── INPUT ROWS

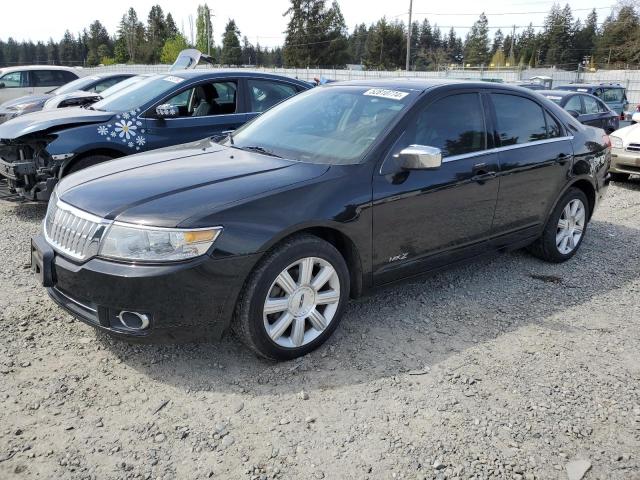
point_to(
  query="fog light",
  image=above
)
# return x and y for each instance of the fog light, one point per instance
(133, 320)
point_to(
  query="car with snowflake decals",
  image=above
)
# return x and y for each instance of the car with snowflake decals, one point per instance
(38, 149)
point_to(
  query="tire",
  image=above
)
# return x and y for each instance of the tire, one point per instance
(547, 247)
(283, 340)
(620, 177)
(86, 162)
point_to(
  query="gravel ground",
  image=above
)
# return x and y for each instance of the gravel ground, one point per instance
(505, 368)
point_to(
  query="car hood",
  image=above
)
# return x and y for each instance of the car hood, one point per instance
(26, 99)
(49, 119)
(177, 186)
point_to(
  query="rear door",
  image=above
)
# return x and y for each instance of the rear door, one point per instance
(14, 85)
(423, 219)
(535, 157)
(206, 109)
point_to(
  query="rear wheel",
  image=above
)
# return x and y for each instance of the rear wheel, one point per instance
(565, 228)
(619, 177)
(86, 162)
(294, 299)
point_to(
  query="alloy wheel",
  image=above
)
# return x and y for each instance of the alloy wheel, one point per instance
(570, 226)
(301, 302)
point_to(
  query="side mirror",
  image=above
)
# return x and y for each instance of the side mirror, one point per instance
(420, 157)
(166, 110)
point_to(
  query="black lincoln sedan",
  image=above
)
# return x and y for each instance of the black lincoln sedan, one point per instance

────

[STATED PROBLEM]: Leave out the pictures and copy everything else in the records word for word.

[THE ANSWER]:
point_to(
  query="fog light",
  image=above
)
# return x and y for each instance of the fog light, one point per instance
(133, 320)
point_to(
  query="car with snowflake decals",
  image=above
)
# return x and y for each instance of the car with snowflake decals, one point per instance
(38, 149)
point_to(
  query="tire",
  image=above
)
# return x and y for each instance of the tire, one point per instance
(547, 247)
(283, 340)
(620, 177)
(86, 162)
point_to(
  query="gravel ground",
  image=above
)
# return x and y for each instance of the gravel ground, one point per instance
(505, 368)
point_to(
  query="car hood",
  image=above
)
# return x and y for each instance of the car hood, one point per instance
(26, 99)
(49, 119)
(177, 186)
point_to(
  query="rear door",
  image=above
)
# return x and y for each instance of the rear door, one point per instance
(14, 85)
(423, 219)
(535, 157)
(206, 109)
point_to(
  query="rear wheel",
  image=above
)
# return x and y for each instance of the rear wheel, one point per instance
(565, 228)
(619, 177)
(86, 162)
(294, 299)
point_to(
  query="alloy wheel",
  image=above
)
# return x and y for each instance of the alloy wheel, one point per instance
(570, 226)
(301, 302)
point_to(
  query="side mirror",
  image=above
)
# return x and y for each instance of the side mirror, one point per instance
(420, 157)
(166, 110)
point_to(
  query="black lincoln sedan",
  image=above
)
# return x and y for each instance of the black lincoln sedan, one point per instance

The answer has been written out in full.